## Tarea a realizar
Reúna todas las líneas de los ítems que contengan la palabra "cowboy". Distinga entre mayúsculas y minúsculas.

## Material del ejercicio
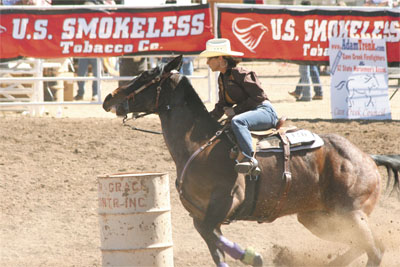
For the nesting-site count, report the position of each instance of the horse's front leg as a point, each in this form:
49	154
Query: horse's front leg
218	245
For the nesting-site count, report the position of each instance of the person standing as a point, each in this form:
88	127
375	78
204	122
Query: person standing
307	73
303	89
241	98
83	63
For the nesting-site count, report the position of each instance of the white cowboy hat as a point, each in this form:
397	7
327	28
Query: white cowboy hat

* * *

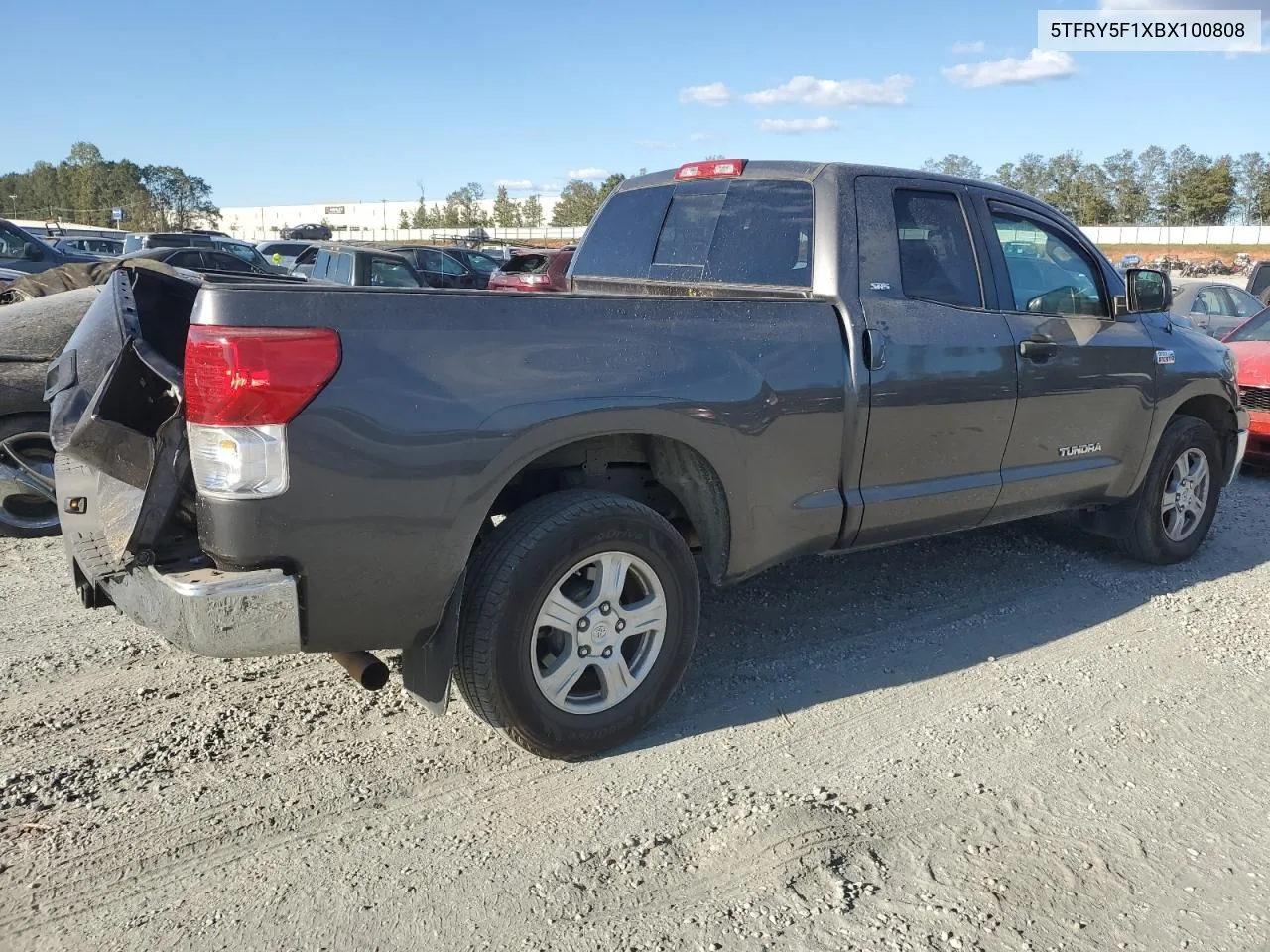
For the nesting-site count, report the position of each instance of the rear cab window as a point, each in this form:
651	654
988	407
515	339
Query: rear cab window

## Resultado del ejercicio
For the nesting-site count, report the position of each instance of the white cowboy hat as a point, each in this form:
Query: white cowboy hat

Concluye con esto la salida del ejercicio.